--- Text provided ---
Lebanese actor (born 1994)

Youssef Boulos (يوسف بولس ; born 22 December 1994) is a Lebanese film actor and producer.

== Early life and education ==
Youssef was born in Chekka in North Lebanon on 22 December 1994 to Jean Boulos and Najat Semaan.

== Career ==
Boulos' first leading role was in Father Fady Tabet's play ʿAfwaki Ya Ummi (Sorry Mother). The company toured in various countries, including Jordan and Australia. In 2017, he played the lead role of aspiring actor Nadim in Serge Majdalani's Take my hand. Boulos appeared in the 2018 Lebanese series Habibi al-Ladoud (My sworn ennemy lover), and in the 2019 production Akher el-Layl (Night's end). In 2020, he appeared in the Syrian-Lebanese comedy series Mayyada wa Wlada (Mayyada and her children), along with Syrian star actress Shukran Murtaja.
--- The data ---
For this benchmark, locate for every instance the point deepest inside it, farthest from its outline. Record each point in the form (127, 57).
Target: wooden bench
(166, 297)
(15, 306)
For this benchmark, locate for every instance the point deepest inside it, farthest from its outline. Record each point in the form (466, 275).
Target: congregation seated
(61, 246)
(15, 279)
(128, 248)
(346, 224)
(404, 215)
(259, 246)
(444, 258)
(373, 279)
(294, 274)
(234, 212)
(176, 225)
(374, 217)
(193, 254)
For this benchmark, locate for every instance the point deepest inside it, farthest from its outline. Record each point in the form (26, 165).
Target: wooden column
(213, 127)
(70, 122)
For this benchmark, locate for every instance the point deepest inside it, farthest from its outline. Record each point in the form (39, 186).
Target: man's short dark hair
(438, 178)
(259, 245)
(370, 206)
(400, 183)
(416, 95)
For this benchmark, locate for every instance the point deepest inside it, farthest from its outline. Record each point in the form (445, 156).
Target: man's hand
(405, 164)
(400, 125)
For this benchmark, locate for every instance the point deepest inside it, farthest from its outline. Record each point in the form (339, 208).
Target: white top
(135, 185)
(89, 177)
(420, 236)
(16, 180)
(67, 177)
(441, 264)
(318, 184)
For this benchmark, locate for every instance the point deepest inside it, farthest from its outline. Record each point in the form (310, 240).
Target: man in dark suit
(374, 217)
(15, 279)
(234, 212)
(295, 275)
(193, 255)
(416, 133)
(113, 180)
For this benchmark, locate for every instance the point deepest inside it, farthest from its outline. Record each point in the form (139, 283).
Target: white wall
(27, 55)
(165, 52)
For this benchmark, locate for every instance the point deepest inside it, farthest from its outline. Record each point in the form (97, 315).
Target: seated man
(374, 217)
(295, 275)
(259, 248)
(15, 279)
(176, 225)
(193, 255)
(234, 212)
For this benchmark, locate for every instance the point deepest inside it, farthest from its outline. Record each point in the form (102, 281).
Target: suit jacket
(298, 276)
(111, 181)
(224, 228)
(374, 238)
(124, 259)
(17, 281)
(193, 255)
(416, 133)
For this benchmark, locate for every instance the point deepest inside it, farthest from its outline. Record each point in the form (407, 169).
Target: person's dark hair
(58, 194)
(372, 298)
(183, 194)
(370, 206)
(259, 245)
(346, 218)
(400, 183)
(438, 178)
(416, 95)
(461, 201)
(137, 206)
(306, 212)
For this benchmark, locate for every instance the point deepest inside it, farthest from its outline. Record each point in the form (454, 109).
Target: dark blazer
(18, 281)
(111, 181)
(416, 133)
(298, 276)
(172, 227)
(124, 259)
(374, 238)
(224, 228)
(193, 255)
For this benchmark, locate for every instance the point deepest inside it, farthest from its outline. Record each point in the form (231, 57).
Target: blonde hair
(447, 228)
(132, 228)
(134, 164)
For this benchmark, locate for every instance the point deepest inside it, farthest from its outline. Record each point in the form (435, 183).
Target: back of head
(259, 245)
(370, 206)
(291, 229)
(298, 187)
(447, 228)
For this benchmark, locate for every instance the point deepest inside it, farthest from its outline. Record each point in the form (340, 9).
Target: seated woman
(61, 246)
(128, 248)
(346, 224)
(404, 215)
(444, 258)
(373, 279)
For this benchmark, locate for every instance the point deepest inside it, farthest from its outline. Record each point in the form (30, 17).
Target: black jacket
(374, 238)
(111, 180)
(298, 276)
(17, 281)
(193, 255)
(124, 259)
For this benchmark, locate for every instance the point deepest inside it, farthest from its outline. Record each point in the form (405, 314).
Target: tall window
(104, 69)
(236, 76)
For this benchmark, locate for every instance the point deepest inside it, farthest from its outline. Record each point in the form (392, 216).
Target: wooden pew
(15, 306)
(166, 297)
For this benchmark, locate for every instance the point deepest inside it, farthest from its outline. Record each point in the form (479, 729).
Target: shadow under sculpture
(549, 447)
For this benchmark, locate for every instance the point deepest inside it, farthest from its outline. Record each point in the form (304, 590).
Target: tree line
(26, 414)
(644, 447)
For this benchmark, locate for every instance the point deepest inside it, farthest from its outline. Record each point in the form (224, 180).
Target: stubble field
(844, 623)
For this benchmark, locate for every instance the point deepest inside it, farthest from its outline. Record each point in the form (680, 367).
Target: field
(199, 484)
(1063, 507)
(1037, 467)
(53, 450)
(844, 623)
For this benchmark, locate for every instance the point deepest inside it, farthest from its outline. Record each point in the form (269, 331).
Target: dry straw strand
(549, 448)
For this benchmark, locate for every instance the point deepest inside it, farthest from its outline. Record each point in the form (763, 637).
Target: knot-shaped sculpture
---
### What this task involves
Using the Youssef Boulos text, explain in one to three sentences how it shows that the play ʿAfwaki Ya Ummi (Sorry Mother) was performed outside Lebanon. The listing comes from a separate source and is unrelated to the text about Youssef Boulos.

### Written answer
The text says the play's company toured in various countries, including Jordan and Australia.